• [Problems and tasks]:
**A.** Translate this sentence from the Everett School District labor decision into Spanish: "Ogle was given a period of 21 days in which to file and serve an amended complaint, or face dismissal of the complaint."
**B.** Extract the passage of the Everett School District labor decision starting at "Employer interference with" and ending at "Ogle during meetings.".

DECISIONS

Decision Information

Decision Content

Everett School District, Decision 12926 (PECB, 2018)

 

STATE OF WASHINGTON

 

BEFORE THE PUBLIC EMPLOYMENT RELATIONS COMMISSION

 

Elisabeth ogle

 

Complainant,

 

vs.

 

EVERETT SCHOOL DISTRICT

 

Respondent.

 

 

CASE 130800-U-18

 

DECISION 12926 - PECB

 

 

PRELIMINARY RULING AND ORDER OF PARTIAL DISMISSAL

 

elisabeth oGle

 

Complainant,

 

vs.

 

public school employeeS of washington

Respondent.

 

 

CASE 130801-U-18

 

DECISION 12927 - PECB

 

 

ORDER OF DISMISSAL

 


On August 6, 2018, Elisabeth Ogle (Ogle) filed two complaints charging unfair labor practices with the Public Employment Relations Commission under Chapter 391-45 WAC, naming the Everett School District (employer) and the Public School Employees of Washington (union) as respondents.  The complaint was docketed by the Commission as 130800-U-18 (employer) and 130801-U-18 (union).  The complaints were reviewed under WAC 391-45-110.[1] On September 4, 2016, a preliminary ruling and partial deficiency notice was issued for the complaint against the employer.  On that same day a full deficiency notice was issued for the complaint against the union.  In both instances, the deficiency notices indicated that it was not possible to conclude that certain causes of action existed within the complaint as drafted.  Ogle was given a period of 21 days in which to file and serve an amended complaint, or face dismissal of the complaint.  On September 25, 2018, Ogle filed an amended complaint.[2]

 

The original and amended complaints allege the following unfair labor practices against the employer:

 

Employer interference with employee rights in violation of RCW 41.56.140(1), within six months of the date of the filing of the complaint, by threats of reprisal or force or promises of benefit made, through statements made and conduct directed towards Elisabeth Ogle during meetings.

• [Information shown]:
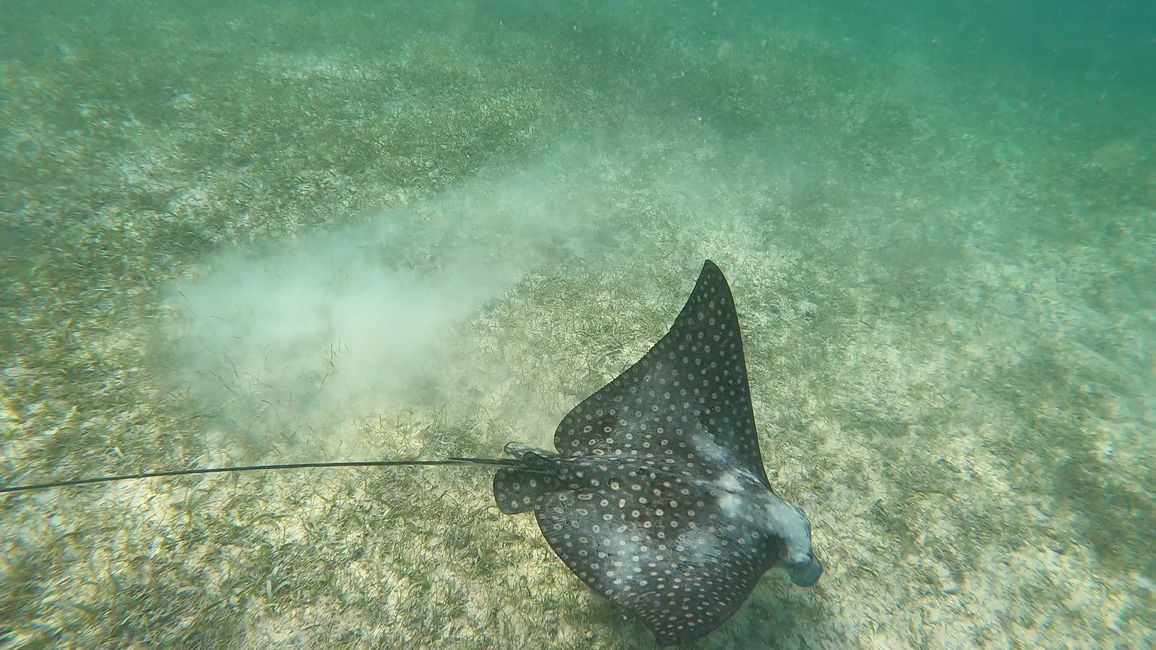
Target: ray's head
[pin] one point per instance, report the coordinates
(799, 561)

• [Solutions for each task]:
**A.** Se le concedió a Ogle un plazo de 21 días para presentar y notificar una denuncia enmendada, o enfrentar la desestimación de la denuncia.

**B.**
Employer interference with employee rights in violation of RCW 41.56.140(1), within six months of the date of the filing of the complaint, by threats of reprisal or force or promises of benefit made, through statements made and conduct directed towards Elisabeth Ogle during meetings.